**EXERCISE OBJECTIVE**
Rewrite every entry with "Pin" replaced by "Mark" wherever it occurs, and leave everything else as it is.

— start of AVAILABLE RECORDS —

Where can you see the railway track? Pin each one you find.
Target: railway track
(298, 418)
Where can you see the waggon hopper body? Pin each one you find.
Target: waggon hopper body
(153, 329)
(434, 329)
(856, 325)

— end of AVAILABLE RECORDS —

**RESPONSE TO THIS TASK**
Where can you see the railway track? Mark each one you find.
Target: railway track
(298, 418)
Where can you see the waggon hopper body? Mark each one you find.
Target: waggon hopper body
(153, 329)
(434, 329)
(856, 325)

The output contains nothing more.